**INSTRUCTIONS TO FOLLOW**
Set out every line of the listing below as a numbered list, leaving out any blank lines.

Content starts

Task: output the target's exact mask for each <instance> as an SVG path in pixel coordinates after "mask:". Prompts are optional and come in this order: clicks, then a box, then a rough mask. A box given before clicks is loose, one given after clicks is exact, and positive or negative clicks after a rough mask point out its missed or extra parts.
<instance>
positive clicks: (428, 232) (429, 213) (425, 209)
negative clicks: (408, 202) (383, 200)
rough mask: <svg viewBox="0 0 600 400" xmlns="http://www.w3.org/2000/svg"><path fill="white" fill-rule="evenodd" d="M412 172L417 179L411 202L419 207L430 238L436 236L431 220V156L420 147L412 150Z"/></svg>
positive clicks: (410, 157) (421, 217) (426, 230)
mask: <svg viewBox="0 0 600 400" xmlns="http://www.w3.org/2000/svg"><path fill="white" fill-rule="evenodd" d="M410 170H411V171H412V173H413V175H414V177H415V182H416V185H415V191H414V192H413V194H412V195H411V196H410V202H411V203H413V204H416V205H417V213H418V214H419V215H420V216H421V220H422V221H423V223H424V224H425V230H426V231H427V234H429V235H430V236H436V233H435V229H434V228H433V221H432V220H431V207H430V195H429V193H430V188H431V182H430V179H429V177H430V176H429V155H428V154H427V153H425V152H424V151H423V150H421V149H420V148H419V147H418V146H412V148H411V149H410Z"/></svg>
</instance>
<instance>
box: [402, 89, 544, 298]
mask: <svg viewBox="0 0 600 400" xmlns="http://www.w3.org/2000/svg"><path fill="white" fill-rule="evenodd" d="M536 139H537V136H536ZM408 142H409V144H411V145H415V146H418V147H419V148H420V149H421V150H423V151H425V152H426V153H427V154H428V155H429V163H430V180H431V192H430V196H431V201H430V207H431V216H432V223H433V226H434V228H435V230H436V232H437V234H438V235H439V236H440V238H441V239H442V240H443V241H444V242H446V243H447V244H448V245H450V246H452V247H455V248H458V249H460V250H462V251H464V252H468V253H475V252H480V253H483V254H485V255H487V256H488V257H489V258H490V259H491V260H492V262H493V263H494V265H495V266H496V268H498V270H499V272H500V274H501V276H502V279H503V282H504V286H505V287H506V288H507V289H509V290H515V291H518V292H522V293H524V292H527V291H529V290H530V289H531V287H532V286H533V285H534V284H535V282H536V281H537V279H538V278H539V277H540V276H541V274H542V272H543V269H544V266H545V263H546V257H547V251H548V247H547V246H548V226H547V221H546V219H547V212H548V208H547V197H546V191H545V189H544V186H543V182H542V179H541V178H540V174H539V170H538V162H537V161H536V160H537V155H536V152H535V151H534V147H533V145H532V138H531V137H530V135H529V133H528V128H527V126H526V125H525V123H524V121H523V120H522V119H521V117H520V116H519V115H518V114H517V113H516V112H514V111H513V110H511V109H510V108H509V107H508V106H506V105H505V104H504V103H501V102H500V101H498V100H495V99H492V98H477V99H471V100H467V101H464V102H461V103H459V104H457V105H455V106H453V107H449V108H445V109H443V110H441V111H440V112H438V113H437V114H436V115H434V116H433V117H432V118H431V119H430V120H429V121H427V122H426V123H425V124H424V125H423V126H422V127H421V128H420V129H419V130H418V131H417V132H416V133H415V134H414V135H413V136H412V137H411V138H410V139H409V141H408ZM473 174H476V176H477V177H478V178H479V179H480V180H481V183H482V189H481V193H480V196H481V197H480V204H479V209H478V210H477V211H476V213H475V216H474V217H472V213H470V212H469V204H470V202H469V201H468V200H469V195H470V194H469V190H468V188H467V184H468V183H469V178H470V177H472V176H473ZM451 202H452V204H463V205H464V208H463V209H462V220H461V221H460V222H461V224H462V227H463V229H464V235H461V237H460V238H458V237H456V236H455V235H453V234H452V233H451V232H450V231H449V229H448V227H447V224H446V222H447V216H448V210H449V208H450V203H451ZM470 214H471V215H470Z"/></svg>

Content ends

**EXERCISE ANSWER**
1. Task: output the target's exact mask for each <instance> as an SVG path in pixel coordinates after "mask:". Prompts are optional and come in this order: clicks, then a box, then a rough mask. A box given before clicks is loose, one given after clicks is exact, and positive or negative clicks after a rough mask point out its missed or extra parts.
2. <instance>
3. positive clicks: (428, 232) (429, 213) (425, 209)
4. negative clicks: (408, 202) (383, 200)
5. rough mask: <svg viewBox="0 0 600 400" xmlns="http://www.w3.org/2000/svg"><path fill="white" fill-rule="evenodd" d="M412 172L417 179L411 202L419 207L430 238L436 236L431 220V156L420 147L412 150Z"/></svg>
6. positive clicks: (410, 157) (421, 217) (426, 230)
7. mask: <svg viewBox="0 0 600 400" xmlns="http://www.w3.org/2000/svg"><path fill="white" fill-rule="evenodd" d="M410 170H411V171H412V173H413V175H414V177H415V182H416V185H415V191H414V192H413V194H412V195H411V196H410V202H411V203H413V204H416V205H417V213H418V214H419V215H420V216H421V220H422V221H423V223H424V224H425V230H426V231H427V234H429V235H430V236H436V233H435V229H434V228H433V221H432V220H431V207H430V195H429V193H430V188H431V182H430V179H429V177H430V176H429V155H428V154H427V153H425V152H424V151H423V150H421V149H420V148H419V147H418V146H412V148H411V149H410Z"/></svg>
8. </instance>
9. <instance>
10. box: [402, 89, 544, 298]
11. mask: <svg viewBox="0 0 600 400" xmlns="http://www.w3.org/2000/svg"><path fill="white" fill-rule="evenodd" d="M536 139H537V136H536ZM408 142H409V144H411V145H415V146H418V147H419V148H420V149H421V150H423V151H425V152H426V153H427V154H428V155H429V163H430V180H431V192H430V196H431V201H430V207H431V216H432V223H433V226H434V228H435V230H436V232H437V234H438V235H439V236H440V238H441V239H442V240H443V241H444V242H446V243H447V244H448V245H450V246H452V247H455V248H458V249H460V250H462V251H464V252H468V253H475V252H480V253H483V254H485V255H487V256H488V257H489V258H490V259H491V260H492V262H493V263H494V265H495V266H496V268H498V270H499V272H500V274H501V276H502V279H503V282H504V286H505V287H506V288H507V289H509V290H515V291H518V292H522V293H524V292H527V291H529V290H530V289H531V287H532V286H533V285H534V284H535V282H536V281H537V279H538V278H539V277H540V276H541V274H542V272H543V269H544V266H545V263H546V257H547V251H548V247H547V246H548V226H547V221H546V219H547V212H548V208H547V197H546V191H545V189H544V186H543V182H542V179H541V178H540V174H539V170H538V162H537V161H536V160H537V155H536V152H535V151H534V147H533V145H532V138H531V137H530V135H529V133H528V128H527V126H526V125H525V123H524V121H523V120H522V119H521V117H520V116H519V115H518V114H517V113H516V112H514V111H513V110H511V109H510V108H509V107H508V106H506V105H505V104H504V103H501V102H500V101H498V100H495V99H492V98H477V99H471V100H467V101H464V102H461V103H459V104H457V105H455V106H453V107H449V108H445V109H443V110H441V111H440V112H438V113H437V114H436V115H434V116H433V117H432V118H431V119H430V120H429V121H427V122H426V123H425V124H424V125H423V126H422V127H421V128H420V129H419V130H418V131H417V132H416V133H415V134H414V135H413V136H412V137H411V138H410V139H409V141H408ZM473 174H476V176H477V177H478V178H479V179H480V180H481V183H482V189H481V193H480V196H481V197H480V204H479V209H478V210H477V211H476V213H475V216H474V217H472V213H470V212H469V204H470V202H469V201H468V200H469V195H470V194H469V190H468V188H467V184H468V183H469V178H470V177H472V176H473ZM451 202H452V204H463V205H464V208H463V209H462V220H461V221H460V222H461V224H462V227H463V229H464V235H461V237H460V238H458V237H456V236H455V235H453V234H452V233H451V232H450V231H449V229H448V227H447V224H446V222H447V216H448V210H449V208H450V203H451ZM470 214H471V215H470Z"/></svg>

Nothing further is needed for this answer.